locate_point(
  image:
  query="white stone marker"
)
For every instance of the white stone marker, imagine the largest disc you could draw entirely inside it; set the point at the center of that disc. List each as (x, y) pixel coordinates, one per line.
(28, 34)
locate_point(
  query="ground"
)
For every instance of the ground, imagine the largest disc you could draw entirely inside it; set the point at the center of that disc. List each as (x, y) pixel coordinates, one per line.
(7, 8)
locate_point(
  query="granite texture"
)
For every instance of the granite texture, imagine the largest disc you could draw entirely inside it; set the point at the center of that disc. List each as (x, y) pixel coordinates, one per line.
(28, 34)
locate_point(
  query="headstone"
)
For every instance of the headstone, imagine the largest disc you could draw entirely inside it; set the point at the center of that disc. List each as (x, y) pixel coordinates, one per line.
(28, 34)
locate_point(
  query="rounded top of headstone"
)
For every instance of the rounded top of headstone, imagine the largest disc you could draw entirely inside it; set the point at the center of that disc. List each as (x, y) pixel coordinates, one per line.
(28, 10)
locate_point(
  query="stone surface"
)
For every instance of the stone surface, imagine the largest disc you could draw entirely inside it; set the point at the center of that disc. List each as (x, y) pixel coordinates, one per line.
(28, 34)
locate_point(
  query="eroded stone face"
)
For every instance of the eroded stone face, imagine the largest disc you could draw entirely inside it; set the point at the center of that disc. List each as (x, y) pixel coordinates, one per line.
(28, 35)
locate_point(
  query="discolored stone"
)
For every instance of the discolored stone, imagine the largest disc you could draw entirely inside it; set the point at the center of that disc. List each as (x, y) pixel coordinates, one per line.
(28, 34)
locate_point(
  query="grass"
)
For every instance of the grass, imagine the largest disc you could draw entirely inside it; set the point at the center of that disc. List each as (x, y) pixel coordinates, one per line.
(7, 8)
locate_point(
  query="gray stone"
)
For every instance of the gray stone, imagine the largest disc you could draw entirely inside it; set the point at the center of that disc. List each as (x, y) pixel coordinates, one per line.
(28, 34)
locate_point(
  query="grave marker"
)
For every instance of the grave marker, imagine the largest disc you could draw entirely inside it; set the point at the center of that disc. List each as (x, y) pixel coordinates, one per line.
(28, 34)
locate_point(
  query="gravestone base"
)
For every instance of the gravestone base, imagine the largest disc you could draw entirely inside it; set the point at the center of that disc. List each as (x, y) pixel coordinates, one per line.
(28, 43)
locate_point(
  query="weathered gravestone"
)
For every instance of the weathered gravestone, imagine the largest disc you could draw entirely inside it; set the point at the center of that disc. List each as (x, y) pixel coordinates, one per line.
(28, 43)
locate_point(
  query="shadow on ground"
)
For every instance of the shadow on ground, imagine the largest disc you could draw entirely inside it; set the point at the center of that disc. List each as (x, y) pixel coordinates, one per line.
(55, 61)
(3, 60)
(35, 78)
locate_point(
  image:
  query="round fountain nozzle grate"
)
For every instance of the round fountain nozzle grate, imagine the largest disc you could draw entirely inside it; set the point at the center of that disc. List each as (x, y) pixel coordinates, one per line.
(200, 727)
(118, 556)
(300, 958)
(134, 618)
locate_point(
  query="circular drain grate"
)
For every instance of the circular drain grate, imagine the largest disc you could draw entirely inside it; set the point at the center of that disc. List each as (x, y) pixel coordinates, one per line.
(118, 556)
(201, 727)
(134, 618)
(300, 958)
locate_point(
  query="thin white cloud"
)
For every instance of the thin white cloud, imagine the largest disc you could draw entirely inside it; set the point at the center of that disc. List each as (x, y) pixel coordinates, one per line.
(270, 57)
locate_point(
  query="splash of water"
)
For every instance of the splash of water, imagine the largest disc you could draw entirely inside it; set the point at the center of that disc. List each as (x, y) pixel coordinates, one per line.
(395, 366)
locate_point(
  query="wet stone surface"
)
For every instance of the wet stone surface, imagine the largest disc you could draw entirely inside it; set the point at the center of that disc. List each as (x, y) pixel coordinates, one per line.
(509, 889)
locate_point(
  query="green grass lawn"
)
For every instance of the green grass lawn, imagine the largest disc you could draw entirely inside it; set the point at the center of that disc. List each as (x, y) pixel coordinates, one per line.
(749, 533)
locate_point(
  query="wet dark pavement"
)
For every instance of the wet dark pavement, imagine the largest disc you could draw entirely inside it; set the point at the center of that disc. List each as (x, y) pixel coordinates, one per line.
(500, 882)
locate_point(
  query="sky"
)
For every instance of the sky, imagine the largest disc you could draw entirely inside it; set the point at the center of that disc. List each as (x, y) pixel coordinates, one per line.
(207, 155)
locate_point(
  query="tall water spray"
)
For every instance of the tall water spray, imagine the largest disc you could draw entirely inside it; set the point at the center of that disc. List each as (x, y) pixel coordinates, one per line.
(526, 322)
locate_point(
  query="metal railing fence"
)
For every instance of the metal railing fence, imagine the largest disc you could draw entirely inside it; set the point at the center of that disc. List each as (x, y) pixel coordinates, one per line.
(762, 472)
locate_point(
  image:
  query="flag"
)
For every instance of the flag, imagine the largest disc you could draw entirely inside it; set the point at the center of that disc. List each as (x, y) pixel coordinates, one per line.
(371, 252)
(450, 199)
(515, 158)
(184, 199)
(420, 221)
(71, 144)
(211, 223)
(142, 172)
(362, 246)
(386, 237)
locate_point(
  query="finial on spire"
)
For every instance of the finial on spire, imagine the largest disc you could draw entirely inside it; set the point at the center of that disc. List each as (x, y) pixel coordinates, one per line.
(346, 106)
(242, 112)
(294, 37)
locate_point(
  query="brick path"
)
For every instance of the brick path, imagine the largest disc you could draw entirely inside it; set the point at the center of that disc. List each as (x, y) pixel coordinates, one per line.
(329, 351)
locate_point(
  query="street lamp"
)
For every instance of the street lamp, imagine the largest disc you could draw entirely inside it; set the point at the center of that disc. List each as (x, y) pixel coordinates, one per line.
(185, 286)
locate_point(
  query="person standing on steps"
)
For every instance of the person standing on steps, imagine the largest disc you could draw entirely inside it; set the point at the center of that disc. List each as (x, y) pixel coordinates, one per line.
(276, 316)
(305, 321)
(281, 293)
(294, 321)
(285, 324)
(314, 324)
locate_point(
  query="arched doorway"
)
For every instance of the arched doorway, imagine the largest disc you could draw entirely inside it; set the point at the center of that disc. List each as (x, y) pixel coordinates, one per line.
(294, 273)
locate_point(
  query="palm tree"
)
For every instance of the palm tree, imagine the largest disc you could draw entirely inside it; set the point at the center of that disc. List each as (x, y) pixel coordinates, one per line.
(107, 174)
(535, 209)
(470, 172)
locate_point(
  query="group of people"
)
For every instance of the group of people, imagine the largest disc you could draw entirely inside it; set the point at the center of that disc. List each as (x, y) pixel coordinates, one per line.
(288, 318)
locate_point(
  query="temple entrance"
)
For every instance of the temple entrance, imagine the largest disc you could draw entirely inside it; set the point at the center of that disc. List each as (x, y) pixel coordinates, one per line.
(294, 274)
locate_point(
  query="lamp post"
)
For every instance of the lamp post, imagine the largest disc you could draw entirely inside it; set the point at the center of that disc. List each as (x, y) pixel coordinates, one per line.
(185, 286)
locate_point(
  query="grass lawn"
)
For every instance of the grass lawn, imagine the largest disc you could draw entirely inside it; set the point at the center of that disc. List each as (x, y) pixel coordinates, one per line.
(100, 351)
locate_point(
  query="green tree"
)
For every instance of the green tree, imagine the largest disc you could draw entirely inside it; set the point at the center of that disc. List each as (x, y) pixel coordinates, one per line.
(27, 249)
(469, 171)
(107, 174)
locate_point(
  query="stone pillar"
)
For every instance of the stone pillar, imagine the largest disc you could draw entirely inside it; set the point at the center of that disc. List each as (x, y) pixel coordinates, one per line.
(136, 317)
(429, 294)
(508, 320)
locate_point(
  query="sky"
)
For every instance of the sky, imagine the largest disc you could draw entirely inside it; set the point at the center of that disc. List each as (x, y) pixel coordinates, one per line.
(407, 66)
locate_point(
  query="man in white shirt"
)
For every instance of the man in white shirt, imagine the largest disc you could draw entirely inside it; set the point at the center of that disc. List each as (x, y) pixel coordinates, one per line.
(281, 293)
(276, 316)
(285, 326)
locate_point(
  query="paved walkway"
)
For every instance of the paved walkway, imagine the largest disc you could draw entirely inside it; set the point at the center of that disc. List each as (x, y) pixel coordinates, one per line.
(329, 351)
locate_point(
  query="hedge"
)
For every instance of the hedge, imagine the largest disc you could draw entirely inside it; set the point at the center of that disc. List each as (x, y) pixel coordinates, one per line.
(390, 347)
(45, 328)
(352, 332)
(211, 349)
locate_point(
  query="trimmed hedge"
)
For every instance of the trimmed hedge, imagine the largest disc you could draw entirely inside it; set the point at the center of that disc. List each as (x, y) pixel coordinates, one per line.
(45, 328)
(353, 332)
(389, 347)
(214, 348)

The task:
Please show every line in the data above that contains the word "people", matching case exactly.

Task answer:
  query="group of people"
For every instance of the group of people, imagine the largest disc you could draw entirely inside it; set the point at the center of that disc. List each as (x, y) pixel coordinates, one per line.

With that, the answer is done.